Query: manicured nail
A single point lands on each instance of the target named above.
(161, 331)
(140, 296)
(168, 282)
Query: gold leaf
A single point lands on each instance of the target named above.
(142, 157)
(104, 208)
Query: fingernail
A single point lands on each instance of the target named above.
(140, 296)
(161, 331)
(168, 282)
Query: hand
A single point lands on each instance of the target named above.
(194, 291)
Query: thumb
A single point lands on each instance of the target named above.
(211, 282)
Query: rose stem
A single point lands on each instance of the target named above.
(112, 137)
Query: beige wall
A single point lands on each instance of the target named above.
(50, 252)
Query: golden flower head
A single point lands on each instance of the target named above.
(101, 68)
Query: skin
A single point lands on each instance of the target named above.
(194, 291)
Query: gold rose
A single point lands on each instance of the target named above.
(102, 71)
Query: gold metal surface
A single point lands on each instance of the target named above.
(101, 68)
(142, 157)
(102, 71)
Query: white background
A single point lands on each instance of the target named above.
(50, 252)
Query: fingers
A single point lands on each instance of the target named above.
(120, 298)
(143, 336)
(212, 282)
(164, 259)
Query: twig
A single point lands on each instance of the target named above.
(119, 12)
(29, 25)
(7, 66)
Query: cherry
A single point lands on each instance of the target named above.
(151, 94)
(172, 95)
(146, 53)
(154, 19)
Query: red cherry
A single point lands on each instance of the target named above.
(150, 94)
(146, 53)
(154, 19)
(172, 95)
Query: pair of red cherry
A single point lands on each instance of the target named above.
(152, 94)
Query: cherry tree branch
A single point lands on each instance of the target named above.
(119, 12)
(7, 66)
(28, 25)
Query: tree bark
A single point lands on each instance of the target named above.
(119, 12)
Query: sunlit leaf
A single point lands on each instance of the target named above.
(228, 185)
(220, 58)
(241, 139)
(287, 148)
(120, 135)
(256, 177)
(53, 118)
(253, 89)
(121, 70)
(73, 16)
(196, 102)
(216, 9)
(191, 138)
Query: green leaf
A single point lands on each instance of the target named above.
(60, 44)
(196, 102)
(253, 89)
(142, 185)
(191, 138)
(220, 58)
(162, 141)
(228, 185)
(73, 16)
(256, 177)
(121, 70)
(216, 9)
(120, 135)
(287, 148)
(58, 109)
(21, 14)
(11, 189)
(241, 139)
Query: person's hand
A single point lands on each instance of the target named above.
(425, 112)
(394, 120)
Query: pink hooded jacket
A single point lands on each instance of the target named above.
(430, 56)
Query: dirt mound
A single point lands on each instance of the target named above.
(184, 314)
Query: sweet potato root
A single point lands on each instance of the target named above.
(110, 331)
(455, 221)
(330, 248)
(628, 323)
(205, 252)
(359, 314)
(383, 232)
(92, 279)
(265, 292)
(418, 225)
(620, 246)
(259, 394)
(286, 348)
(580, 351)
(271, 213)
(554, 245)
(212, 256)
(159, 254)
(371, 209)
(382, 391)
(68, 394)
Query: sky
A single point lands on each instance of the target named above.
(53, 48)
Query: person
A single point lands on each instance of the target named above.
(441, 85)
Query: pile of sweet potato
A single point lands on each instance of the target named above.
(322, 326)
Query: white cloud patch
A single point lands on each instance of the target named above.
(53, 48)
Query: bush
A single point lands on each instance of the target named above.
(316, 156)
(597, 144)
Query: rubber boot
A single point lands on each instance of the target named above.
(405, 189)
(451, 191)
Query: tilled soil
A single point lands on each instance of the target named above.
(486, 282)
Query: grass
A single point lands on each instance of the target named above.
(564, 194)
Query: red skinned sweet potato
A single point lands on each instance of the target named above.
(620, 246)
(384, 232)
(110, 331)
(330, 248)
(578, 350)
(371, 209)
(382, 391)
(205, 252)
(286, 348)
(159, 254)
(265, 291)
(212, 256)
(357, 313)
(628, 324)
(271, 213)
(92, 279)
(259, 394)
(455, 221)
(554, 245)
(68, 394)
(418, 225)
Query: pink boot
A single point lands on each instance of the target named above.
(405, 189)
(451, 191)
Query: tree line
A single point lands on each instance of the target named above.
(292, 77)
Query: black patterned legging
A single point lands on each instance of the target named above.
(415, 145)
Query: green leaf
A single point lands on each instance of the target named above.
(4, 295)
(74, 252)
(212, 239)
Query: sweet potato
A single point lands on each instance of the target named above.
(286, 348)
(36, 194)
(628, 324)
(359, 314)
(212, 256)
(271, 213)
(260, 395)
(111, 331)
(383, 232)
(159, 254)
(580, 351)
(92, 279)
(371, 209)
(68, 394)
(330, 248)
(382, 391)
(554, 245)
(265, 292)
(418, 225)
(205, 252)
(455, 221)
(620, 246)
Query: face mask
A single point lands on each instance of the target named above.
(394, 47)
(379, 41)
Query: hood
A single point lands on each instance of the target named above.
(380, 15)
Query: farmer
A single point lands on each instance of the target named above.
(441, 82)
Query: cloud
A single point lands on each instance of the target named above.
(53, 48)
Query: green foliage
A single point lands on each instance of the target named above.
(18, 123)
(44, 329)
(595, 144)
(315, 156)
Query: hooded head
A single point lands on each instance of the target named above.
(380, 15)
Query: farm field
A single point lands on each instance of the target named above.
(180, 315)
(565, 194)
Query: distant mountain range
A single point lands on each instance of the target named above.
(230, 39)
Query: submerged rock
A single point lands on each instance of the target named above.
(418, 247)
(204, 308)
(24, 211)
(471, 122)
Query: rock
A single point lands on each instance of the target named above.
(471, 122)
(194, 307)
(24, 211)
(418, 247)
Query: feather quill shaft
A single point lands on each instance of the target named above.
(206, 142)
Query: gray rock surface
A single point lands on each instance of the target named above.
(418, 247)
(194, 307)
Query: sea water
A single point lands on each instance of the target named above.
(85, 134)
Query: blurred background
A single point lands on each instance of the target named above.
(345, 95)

WRITTEN TASK:
Go through the data and return every record exactly.

CORRECT OUTPUT:
Query: manicured nail
A single point lands on each instance of the target named above.
(161, 331)
(140, 296)
(168, 282)
Query: gold leaf
A single point lands on each instance of the target named above.
(142, 157)
(104, 208)
Query: fingernail
A single point lands on each instance of the target named above.
(140, 296)
(161, 331)
(168, 282)
Query: hand
A single point lands on each instance of the target named above.
(194, 291)
Query: thumb
A single point lands on each instance of the target named above.
(211, 282)
Query: rose stem
A single point lands on each instance of the target named above.
(112, 137)
Query: beige wall
A single point lands on each instance of the target named above.
(50, 252)
Query: golden flower head
A single point lands on each instance of the target named above.
(101, 68)
Query: skin
A single point lands on each instance of the target named above.
(194, 291)
Query: gold rose
A single point lands on each instance of the target named above.
(102, 71)
Query: gold metal surface
A single point lands on each instance of the target named above.
(101, 68)
(142, 157)
(102, 71)
Query: white background
A single point lands on each instance of the target named above.
(50, 252)
Query: fingers
A single point lands on each instance of the target named above.
(120, 298)
(143, 336)
(212, 282)
(164, 259)
Query: twig
A single point lands on each instance of the target named above.
(119, 12)
(29, 25)
(7, 66)
Query: cherry
A single point lands on each instance of the target named above.
(151, 94)
(172, 95)
(146, 53)
(154, 19)
Query: red cherry
A single point lands on each instance of the target named above.
(150, 94)
(146, 53)
(154, 19)
(172, 95)
Query: pair of red cherry
A single point lands on each instance of the target named above.
(152, 94)
Query: cherry tree branch
A single point lands on each instance of the target named above.
(119, 12)
(7, 66)
(28, 25)
Query: tree bark
A single point lands on each instance of the target named above.
(119, 12)
Query: sunlit leaf
A single point lands on each instance of the target named above.
(228, 185)
(220, 58)
(241, 139)
(287, 148)
(120, 135)
(256, 177)
(53, 118)
(253, 89)
(121, 70)
(73, 16)
(196, 102)
(216, 9)
(191, 138)
Query: green leaf
A single point lands on each instance of the target named above.
(60, 44)
(196, 102)
(253, 89)
(142, 185)
(191, 138)
(220, 58)
(162, 141)
(228, 185)
(73, 16)
(256, 177)
(121, 70)
(216, 9)
(120, 135)
(287, 148)
(58, 109)
(21, 14)
(11, 189)
(241, 139)
Query: person's hand
A single point lands on each instance of the target named above.
(425, 112)
(394, 120)
Query: pink hooded jacket
A single point lands on each instance of the target named above.
(430, 56)
Query: dirt mound
A single point lands on each instance of the target named above.
(184, 314)
Query: sweet potato root
A single point lands on each instance of the target named above.
(110, 331)
(455, 221)
(330, 248)
(628, 323)
(205, 252)
(359, 314)
(383, 232)
(92, 279)
(265, 292)
(418, 225)
(620, 246)
(259, 394)
(286, 348)
(580, 351)
(271, 213)
(554, 245)
(212, 256)
(159, 254)
(371, 209)
(382, 391)
(68, 394)
Query: sky
A single point lands on each instance of the target named above.
(53, 48)
Query: person
A single point lands on each instance of the target named above.
(441, 85)
Query: pile of sweet potato
A single point lands on each instance of the target named above.
(322, 326)
Query: white cloud patch
A single point lands on each instance of the target named above.
(53, 48)
Query: bush
A single point lands on each instance of the target named above.
(316, 156)
(597, 144)
Query: rubber boot
A single point lands on each instance of the target named above.
(405, 189)
(451, 191)
Query: tilled soil
A single point lands on each instance of the target named above.
(486, 282)
Query: grass
A single point lands on each instance of the target named above.
(564, 194)
Query: red skinned sweet potato
A single point lands on each instance of the target named above.
(620, 246)
(384, 232)
(110, 331)
(330, 248)
(578, 350)
(371, 209)
(382, 391)
(205, 252)
(286, 348)
(159, 254)
(265, 291)
(212, 256)
(357, 313)
(628, 324)
(271, 213)
(92, 279)
(259, 394)
(455, 221)
(554, 245)
(68, 394)
(418, 225)
Query: pink boot
A single point lands on each instance of the target named above.
(405, 189)
(451, 191)
Query: tree line
A single point lands on each instance of the target named above.
(292, 77)
Query: black patterned legging
A single point lands on each instance of the target named above.
(415, 145)
Query: green leaf
A single point lands on each instance of the target named above.
(4, 295)
(74, 252)
(212, 239)
Query: sweet potato
A single point lands on each instance of the target named above.
(286, 348)
(36, 194)
(628, 324)
(359, 314)
(212, 256)
(271, 213)
(260, 395)
(111, 331)
(383, 232)
(159, 254)
(580, 351)
(92, 279)
(371, 209)
(68, 394)
(330, 248)
(382, 391)
(554, 245)
(265, 292)
(418, 225)
(205, 252)
(455, 221)
(620, 246)
Query: face mask
A single point lands on each instance of the target named above.
(394, 47)
(379, 41)
Query: hood
A single point lands on each instance of the target named above.
(380, 15)
Query: farmer
A single point lands on each instance of the target named above.
(441, 82)
Query: cloud
A single point lands on each instance of the target named above.
(53, 48)
Query: green foliage
A single point lands on each instance of the target named above.
(18, 123)
(44, 329)
(595, 144)
(315, 156)
Query: hooded head
A single point lands on each instance of the target named above.
(380, 15)
Query: farm field
A single point lands on each instance of the target named above.
(180, 315)
(565, 194)
Query: distant mountain range
A single point lands on each instance of the target named above.
(230, 39)
Query: submerged rock
A single point lands on each instance of the target named above.
(418, 247)
(204, 308)
(24, 211)
(471, 122)
Query: rock
A single point lands on each instance of the target named above.
(471, 122)
(194, 307)
(24, 211)
(418, 247)
Query: feather quill shaft
A single point lands on each instance of the target named above.
(206, 142)
Query: gray rock surface
A single point lands on each instance of the target named above.
(418, 247)
(194, 307)
Query: sea water
A single point lands on each instance of the target named above.
(85, 134)
Query: blurred background
A single point lands on each instance of the target named above.
(345, 95)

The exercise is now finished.